— Start DOCUMENT EXCERPT —

On Sun, Oct 17, 2021 at 12:06 PM Jiri Olsa <jolsa@redhat.com> wrote:
>
> On Fri, Oct 15, 2021 at 10:12:53PM -0700, Namhyung Kim wrote:
> > The current logic for the perf missing feature has a bug that it can
> > wrongly clear some modifiers like G or H.  Actually some PMUs don't
> > support any filtering or exclusion while others do.  But we check it
> > as a global feature.
> >
> > For example, the cycles event can have 'G' modifier to enable it only
> > in the guest mode on x86.  When you don't run any VMs it'll return 0.
> >
> >   # perf stat -a -e cycles:G sleep 1
> >
> >     Performance counter stats for 'system wide':
> >
> >                     0      cycles:G
> >
> >           1.000721670 seconds time elapsed
> >
> > But when it's used with other pmu events that don't support G modifier,
> > it'll be reset and return non-zero values.
> >
> >   # perf stat -a -e cycles:G,msr/tsc/ sleep 1
> >
> >     Performance counter stats for 'system wide':
> >
> >           538,029,960      cycles:G
> >        16,924,010,738      msr/tsc/
> >
> >           1.001815327 seconds time elapsed
> >
> > This is because of the missing feature detection logic being global.
> > Add a hashmap to set pmu-specific exclude_host/guest features.
> >
> > Reported-by: Stephane Eranian <eranian@google.com>
> > Signed-off-by: Namhyung Kim <namhyung@kernel.org>
> > ---
> >  tools/perf/util/evsel.c | 47 +++++++++++++++++++++++++++++++++++------
> >  tools/perf/util/evsel.h |  6 ++++++
> >  2 files changed, 47 insertions(+), 6 deletions(-)
> >
> > diff --git a/tools/perf/util/evsel.c b/tools/perf/util/evsel.c
> > index dbfeceb2546c..437a28e769fe 100644
> > --- a/tools/perf/util/evsel.c
> > +++ b/tools/perf/util/evsel.c
> > @@ -1434,6 +1434,10 @@ void evsel__delete(struct evsel *evsel)
> >  {
> >       evsel__exit(evsel);
> >       free(evsel);
> > +
> > +     /* just free it for the first evsel */
> > +     hashmap__free(perf_missing_features.pmu);
> > +     perf_missing_features.pmu = NULL;
> >  }
> >
> >  void evsel__compute_deltas(struct evsel *evsel, int cpu, int thread,
> > @@ -1791,6 +1795,23 @@ static int __evsel__prepare_open(struct evsel *evsel, struct perf_cpu_map *cpus,
> >       return 0;
> >  }
> >
> > +#define PMU_HASH_BITS  4
> > +
> > +static size_t pmu_hash(const void *key, void *ctx __maybe_unused)

— End DOCUMENT EXCERPT —

## SHORT PROBLEM
Repeat word for word the passage of the perf patch excerpt starting at "On Sun, Oct" and ending at "a global feature.". The records that come next are separate material and have no connection to the perf patch excerpt.

— Start INFORMATION GIVEN —

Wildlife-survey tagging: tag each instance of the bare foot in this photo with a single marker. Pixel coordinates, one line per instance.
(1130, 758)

— End INFORMATION GIVEN —
— Start INFORMATION GIVEN —

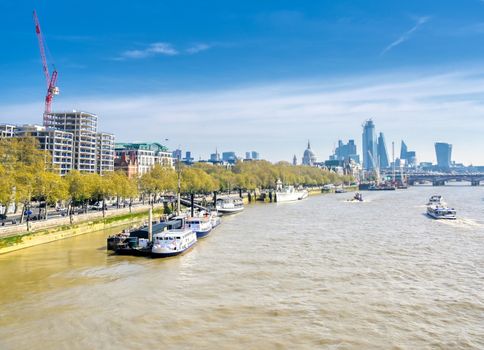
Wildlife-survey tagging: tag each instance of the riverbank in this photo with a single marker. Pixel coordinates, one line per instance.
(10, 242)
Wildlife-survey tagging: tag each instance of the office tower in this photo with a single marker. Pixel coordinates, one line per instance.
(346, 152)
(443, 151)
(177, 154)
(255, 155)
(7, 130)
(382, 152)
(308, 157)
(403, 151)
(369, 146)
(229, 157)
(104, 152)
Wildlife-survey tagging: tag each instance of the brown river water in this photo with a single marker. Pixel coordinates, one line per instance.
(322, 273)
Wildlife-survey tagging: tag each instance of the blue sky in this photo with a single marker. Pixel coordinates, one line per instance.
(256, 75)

— End INFORMATION GIVEN —

## THE ANSWER
On Sun, Oct 17, 2021 at 12:06 PM Jiri Olsa <jolsa@redhat.com> wrote:
>
> On Fri, Oct 15, 2021 at 10:12:53PM -0700, Namhyung Kim wrote:
> > The current logic for the perf missing feature has a bug that it can
> > wrongly clear some modifiers like G or H.  Actually some PMUs don't
> > support any filtering or exclusion while others do.  But we check it
> > as a global feature.